Recorded data:
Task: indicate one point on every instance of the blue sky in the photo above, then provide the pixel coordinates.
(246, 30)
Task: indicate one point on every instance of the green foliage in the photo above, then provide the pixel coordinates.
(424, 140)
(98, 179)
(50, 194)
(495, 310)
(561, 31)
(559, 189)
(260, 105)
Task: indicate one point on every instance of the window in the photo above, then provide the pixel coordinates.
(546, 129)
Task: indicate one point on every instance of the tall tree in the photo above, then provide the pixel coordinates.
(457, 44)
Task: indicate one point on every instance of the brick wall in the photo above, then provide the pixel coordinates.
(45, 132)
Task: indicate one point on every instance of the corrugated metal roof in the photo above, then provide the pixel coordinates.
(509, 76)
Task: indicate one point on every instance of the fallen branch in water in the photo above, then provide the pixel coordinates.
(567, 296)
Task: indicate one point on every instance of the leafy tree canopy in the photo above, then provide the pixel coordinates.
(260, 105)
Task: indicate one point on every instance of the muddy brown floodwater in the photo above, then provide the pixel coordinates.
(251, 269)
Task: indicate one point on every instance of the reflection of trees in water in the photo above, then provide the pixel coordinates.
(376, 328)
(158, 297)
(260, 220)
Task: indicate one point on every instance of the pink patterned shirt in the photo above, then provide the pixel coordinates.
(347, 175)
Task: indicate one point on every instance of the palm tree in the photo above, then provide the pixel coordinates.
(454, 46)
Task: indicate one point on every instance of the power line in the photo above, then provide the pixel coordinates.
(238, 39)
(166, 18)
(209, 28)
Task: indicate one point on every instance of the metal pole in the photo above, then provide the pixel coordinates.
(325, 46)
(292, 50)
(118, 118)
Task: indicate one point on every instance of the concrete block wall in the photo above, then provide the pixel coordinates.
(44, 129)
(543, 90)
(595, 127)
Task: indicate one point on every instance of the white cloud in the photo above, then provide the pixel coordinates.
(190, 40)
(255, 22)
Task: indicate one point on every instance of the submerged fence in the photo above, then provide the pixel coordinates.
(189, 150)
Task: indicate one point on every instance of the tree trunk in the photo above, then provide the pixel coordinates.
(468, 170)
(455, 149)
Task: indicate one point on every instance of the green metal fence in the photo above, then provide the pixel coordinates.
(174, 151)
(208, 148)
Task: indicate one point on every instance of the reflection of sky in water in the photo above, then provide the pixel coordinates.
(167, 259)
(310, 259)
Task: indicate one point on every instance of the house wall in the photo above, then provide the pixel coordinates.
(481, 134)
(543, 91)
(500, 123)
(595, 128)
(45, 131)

◆ **WHAT THIS TASK INVOLVES**
Lay out the data from the line that contains "Task: indicate one point on every instance of the concrete" up to and including the last line of the data as a Markdown table with the columns Row and Line. Number each row, and leave out blank lines.

◆ **THE RESULT**
| Row | Line |
|---|---|
| 1 | Task: indicate one point on every instance of the concrete block wall in the photo above, then provide the pixel coordinates. |
| 2 | (44, 129) |
| 3 | (543, 90) |
| 4 | (595, 127) |
| 5 | Task: indicate one point on every instance of the white cloud in the photo above, then provide the pixel coordinates. |
| 6 | (190, 40) |
| 7 | (255, 22) |
| 8 | Task: indicate one point on every instance of the submerged fence in the photo above, then provide the pixel coordinates. |
| 9 | (189, 150) |
| 10 | Task: indicate one point on every instance of the tree trunk in the photo above, then provide the pixel coordinates. |
| 11 | (468, 170) |
| 12 | (455, 149) |
| 13 | Task: indicate one point on every instance of the green metal fence in the photo above, then provide the pixel coordinates. |
| 14 | (174, 151) |
| 15 | (208, 148) |
| 16 | Task: indicate one point on every instance of the reflection of sky in water in the photo above, then provide the pixel coordinates. |
| 17 | (167, 259) |
| 18 | (310, 259) |
| 19 | Task: indicate one point on every instance of the house wall in the photo above, then provide the pixel coordinates. |
| 20 | (481, 134) |
| 21 | (543, 91) |
| 22 | (500, 123) |
| 23 | (595, 128) |
| 24 | (45, 131) |